* [Things to do]
A: Answer these questions from the radiomics study text, one line each:
(i) How many features did the present study use?
(ii) How many patients with GBM did this study analyze?
(iii) Over what period were patients identified from the institutional database?
B: Continue the radiomics study text, picking up after its last sentence.

* [Given text]
== == ==
Our previous work demonstrated a radiomic-based approach using 270 features to categorize individual voxels in the PTR of GBM on a probabilistic scale to indicate infiltrative tumor or edema extrapolating feature characteristics from LGG and PTR of brain metastasis, respectively [7]. The hypothesis of the current study was the ability of radiomics to effectively distinguish between the T2W hyperintensity of LGG (tumor) from GBM PTR (tumor and edema). The presented work was undertaken to differentiate the entire region of GBM PTR from LGG, expanding the number of features (3822) using various filtration techniques. As opposed to 10 patients with GBM with post-operative MRI analyzed in the previous work, in this study, 42 patients with GBM were analyzed using preoperative index MRI. Also, in the present study, different feature selection techniques (all 270 features were used in the previous study for modeling) along with four machine learning classifiers (only support vector machine classifier in previous work) were investigated. The radiomics model can be explored in future studies to identify patches of microscopic disease within the PTR of GBM that can help reduce the clinical target volumes for radiation rather than treating the entire T2W signal changes.

Methods

Patient selection

This retrospective study was approved by the institutional research ethics review board, and the requirement of obtaining consent was waived. Adult patients (≥ 18 years of age) with IDH-wildtype GBM and LGG were identified from an institutional database from January 2014 to December 2018, with MRI data available from two identical scanners. For patients in the GBM cohort, preoperative MRI was used for analysis, usually undertaken within one week of surgery. The LGG cohort included grade 2 astrocytoma and oligodendroglioma. Patients with high-risk or atypical features on histopathological evaluation or higher grade features on radiology, like intervening contrast-enhancing regions, significant T2W heterogeneity, were excluded. Post-operative scans were included in the study for the LGG cohort, but patients with prior radiotherapy or chemotherapy were excluded. During segmentation, the surgical cavity and tract were manually excluded. Tumors with segments smaller than 1 cm on at least one dimension were excluded from the study.
== == ==
* [Dataset content]

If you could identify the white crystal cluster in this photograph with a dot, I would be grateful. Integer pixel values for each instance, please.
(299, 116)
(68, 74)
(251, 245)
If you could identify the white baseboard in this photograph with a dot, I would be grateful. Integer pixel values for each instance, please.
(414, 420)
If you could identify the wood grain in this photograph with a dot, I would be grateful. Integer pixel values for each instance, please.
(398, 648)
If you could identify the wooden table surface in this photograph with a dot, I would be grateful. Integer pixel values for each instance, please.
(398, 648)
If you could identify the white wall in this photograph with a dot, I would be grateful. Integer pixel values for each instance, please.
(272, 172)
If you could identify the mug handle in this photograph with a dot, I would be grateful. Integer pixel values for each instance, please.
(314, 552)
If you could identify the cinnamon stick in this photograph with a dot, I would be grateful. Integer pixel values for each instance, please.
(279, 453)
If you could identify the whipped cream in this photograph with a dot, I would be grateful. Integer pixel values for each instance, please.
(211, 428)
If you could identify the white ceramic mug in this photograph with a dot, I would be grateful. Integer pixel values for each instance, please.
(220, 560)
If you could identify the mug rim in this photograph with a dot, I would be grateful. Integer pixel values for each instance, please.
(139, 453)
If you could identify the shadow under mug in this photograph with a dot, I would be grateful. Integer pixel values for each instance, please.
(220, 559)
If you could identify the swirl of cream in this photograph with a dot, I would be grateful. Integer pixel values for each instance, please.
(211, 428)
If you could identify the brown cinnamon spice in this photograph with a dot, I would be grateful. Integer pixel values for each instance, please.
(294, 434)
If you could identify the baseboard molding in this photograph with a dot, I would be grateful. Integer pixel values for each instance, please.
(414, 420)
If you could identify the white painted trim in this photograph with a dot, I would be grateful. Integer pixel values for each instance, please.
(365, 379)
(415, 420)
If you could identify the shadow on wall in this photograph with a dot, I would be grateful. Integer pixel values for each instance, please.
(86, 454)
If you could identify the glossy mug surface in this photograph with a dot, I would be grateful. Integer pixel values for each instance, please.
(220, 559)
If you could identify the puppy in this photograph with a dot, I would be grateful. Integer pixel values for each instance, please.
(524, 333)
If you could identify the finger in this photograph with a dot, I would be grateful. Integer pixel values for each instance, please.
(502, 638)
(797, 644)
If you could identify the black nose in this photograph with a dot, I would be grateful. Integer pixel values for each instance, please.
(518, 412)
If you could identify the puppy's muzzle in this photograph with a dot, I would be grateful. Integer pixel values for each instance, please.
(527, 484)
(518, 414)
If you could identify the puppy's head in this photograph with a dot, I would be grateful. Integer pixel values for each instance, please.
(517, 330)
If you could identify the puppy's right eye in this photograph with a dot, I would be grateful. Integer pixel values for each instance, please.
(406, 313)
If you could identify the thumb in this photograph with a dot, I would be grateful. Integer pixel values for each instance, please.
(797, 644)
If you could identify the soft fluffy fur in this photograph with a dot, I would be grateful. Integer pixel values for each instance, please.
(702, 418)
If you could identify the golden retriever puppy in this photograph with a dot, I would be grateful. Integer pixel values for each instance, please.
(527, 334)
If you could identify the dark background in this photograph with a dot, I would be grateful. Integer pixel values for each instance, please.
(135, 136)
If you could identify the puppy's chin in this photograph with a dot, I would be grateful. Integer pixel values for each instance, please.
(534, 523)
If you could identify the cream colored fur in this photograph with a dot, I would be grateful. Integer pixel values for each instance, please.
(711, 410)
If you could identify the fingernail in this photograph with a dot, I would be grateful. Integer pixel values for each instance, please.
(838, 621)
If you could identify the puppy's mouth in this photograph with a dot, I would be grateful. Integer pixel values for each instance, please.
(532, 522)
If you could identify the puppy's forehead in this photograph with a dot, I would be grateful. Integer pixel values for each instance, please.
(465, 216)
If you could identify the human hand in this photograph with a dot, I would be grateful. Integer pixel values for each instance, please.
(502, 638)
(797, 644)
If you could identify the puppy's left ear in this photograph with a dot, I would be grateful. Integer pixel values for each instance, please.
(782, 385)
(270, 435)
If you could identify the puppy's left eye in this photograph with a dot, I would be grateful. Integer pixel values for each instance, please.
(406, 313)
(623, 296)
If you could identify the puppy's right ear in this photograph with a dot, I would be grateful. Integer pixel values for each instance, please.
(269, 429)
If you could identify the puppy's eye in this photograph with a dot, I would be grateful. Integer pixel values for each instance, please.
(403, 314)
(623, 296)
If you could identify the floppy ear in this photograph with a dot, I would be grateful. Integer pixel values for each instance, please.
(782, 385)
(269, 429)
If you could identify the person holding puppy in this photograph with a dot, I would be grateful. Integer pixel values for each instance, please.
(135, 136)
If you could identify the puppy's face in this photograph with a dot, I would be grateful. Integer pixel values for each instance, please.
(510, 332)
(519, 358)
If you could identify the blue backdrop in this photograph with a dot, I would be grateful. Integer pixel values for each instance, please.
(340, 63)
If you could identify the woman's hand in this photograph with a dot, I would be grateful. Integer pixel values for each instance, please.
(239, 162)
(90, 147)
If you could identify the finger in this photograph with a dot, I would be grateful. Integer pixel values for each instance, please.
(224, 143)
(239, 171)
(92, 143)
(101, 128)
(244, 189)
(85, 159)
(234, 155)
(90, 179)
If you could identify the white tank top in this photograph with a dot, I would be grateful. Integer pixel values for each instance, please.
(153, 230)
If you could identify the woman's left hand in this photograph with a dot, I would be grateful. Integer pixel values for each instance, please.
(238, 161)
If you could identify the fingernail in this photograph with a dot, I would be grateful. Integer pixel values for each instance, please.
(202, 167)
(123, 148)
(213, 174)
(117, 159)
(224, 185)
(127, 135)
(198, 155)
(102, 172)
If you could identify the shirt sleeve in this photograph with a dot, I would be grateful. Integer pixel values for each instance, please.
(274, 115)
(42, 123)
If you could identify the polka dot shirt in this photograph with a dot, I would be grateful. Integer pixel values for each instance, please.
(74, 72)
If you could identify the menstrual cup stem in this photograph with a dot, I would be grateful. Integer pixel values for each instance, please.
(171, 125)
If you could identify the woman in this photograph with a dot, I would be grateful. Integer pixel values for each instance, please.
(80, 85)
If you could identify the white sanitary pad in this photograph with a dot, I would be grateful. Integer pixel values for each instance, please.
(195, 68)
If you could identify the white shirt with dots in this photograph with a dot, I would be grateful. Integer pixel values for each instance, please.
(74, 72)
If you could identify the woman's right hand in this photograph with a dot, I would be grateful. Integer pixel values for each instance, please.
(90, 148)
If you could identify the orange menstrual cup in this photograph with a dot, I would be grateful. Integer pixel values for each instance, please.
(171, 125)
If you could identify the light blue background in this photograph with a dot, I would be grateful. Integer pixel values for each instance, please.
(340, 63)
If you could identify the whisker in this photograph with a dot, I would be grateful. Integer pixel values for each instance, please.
== == ==
* [Numbered answers]
A:
(i) 3822
(ii) 42
(iii) January 2014 to December 2018

B:
MRI protocol

Imaging was acquired on a GE Signa HDxT 1.5 T MRI scanner. using an 8-channel head coil (General Electric Medical Systems, Waukesha, WI, USA) was used. Three sequences were included in the current study: Gadolinium (Gd) (Gadovist 01 mmol/kg, 10 ml maximum, bolus) enhanced 3D T1-weighted FSPGR (T1-CE); Gd-enhanced T2 fluid-attenuated inversion-recovery PROPELLOR (T2-FLAIR); and diffusion-weighted imaging-derived apparent diffusion coefficient maps (ADC). A single-shot echo-planar imaging sequence with 3 diffusion directions and a b-value of 1000 s/mm2 was used to obtain diffusion-weighted images, and ADC maps were reconstructed online using GE’s Functool. The MRI acquisition parameters are shown in Supplementary Table S1.

Image preprocessing and segmentation

Figure 1 shows the schema used for the current study. The T2-FLAIR and ADC scans were first resampled to the corresponding T1-CE volume to match the field-of-view and resolution using the FMIRB Software Library (FSL) tool FLIRT. A pre-trained artificial neural network-based automated method was used for skull stripping using HD-BET. The extracted brain volumes from the T2-FLAIR scans were rigidly registered to the corresponding T1-CE volumes using FLIRT. Data handling and scripting were performed in Matlab R2018b (The Mathworks, Inc., Natick, MA, USA). The T1-CE, T2-FLAIR, and ADC volumes were combined into single workspaces for each patient using the software platform ITK-SNAP (http://www.itksnap.org) for manual segmentation [8].

Fig. 1
figure 1

Schematic of research methodology illustrating initial image registration, segmentation of the areas of interest in the two cohorts, glioblastoma peritumoral region (GBM PTR) and low-grade glioma (LGG), image processing, and feature extraction

Segmentation was carried out manually initially by a radiation oncologist (AD), and all cases were individually reviewed by a neuroradiologist (PM) and a neuro-radiation oncologist (AS) in order to achieve final consensus. The segments in LGG included the tumor observed as T2-FLAIR hyperintensity, with the surgical cavity excluded for post-operative cases. In patients with GBM, the PTR was segmented to include the T2-FLAIR hyperintense region beyond the contrast-enhancing tumor core (Supplementary Fig. S1).

Normalization & feature extraction

Prior to feature extraction, z-score intensity normalization was performed for all images by centering all pixel intensities within each brain to zero and then dividing by the standard deviation. The normalized images were then multiplied by 100 and shifted by 300 to ensure that the ± 3σ majority of pixel intensities were non-negative. Fixed bin width (FBW) quantization was used to discretize pixel intensities within each segment [9, 10]. The FBWs and corresponding bin counts (BC)s for the T1c images was 13 (BCmedian = 52; BCrange = 16–87); for the T2f images was 20 (BCmedian = 27; BCrange = 16–43); and for the ADC images was 7 (BCmedian = 52; BCrange = 18–124).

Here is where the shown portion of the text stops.